Could you copy out the lines of the data below from the line containing "locate_in_image(green tree)" through the line containing "(349, 291), (633, 480)", both included, and nothing else?

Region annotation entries

- - - - -

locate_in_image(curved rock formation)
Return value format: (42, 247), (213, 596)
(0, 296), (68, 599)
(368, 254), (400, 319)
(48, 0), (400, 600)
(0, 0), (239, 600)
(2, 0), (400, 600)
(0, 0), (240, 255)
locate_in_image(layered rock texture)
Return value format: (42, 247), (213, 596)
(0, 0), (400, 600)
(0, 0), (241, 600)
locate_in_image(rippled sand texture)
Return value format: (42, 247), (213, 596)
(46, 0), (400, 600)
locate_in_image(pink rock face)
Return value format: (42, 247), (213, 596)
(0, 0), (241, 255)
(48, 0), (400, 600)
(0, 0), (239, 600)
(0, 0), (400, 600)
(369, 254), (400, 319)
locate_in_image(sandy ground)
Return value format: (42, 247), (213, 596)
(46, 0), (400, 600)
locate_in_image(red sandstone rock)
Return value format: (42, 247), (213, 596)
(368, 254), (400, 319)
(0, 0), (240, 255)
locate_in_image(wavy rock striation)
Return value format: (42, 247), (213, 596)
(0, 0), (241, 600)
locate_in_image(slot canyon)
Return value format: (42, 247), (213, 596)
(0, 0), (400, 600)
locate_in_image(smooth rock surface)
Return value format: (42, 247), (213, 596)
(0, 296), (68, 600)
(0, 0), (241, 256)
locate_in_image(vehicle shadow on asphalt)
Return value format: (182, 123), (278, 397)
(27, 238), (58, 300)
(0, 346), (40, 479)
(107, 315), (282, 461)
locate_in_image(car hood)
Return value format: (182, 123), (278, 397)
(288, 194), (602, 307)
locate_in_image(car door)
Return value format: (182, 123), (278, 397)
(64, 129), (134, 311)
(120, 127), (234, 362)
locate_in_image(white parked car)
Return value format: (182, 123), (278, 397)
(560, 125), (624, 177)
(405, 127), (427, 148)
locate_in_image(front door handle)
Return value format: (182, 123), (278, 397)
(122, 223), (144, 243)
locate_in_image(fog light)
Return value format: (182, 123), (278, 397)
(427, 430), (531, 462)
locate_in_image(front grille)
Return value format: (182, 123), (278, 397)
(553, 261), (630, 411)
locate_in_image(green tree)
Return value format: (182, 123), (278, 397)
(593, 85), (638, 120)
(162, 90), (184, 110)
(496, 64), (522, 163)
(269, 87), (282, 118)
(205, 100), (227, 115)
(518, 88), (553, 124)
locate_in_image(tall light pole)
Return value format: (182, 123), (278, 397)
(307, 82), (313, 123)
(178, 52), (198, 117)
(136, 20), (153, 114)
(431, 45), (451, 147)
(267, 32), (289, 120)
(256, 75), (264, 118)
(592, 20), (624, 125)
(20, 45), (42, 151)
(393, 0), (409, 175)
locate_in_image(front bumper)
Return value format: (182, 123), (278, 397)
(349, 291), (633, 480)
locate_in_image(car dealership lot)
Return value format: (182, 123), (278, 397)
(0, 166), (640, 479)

- - - - -

_SOLUTION FOR THIS PROBLEM_
locate_in_image(green tree)
Return value format: (182, 123), (278, 397)
(593, 85), (638, 120)
(162, 90), (184, 110)
(496, 64), (522, 163)
(269, 87), (282, 118)
(205, 100), (227, 115)
(518, 88), (553, 124)
locate_in_image(tall light pole)
Return value format: (182, 123), (278, 397)
(307, 82), (313, 123)
(178, 52), (198, 117)
(136, 20), (153, 114)
(431, 45), (451, 147)
(267, 32), (289, 120)
(256, 75), (264, 118)
(592, 20), (624, 125)
(20, 45), (42, 151)
(393, 0), (409, 175)
locate_in_image(front bumper)
Return value format: (182, 123), (278, 397)
(349, 291), (633, 480)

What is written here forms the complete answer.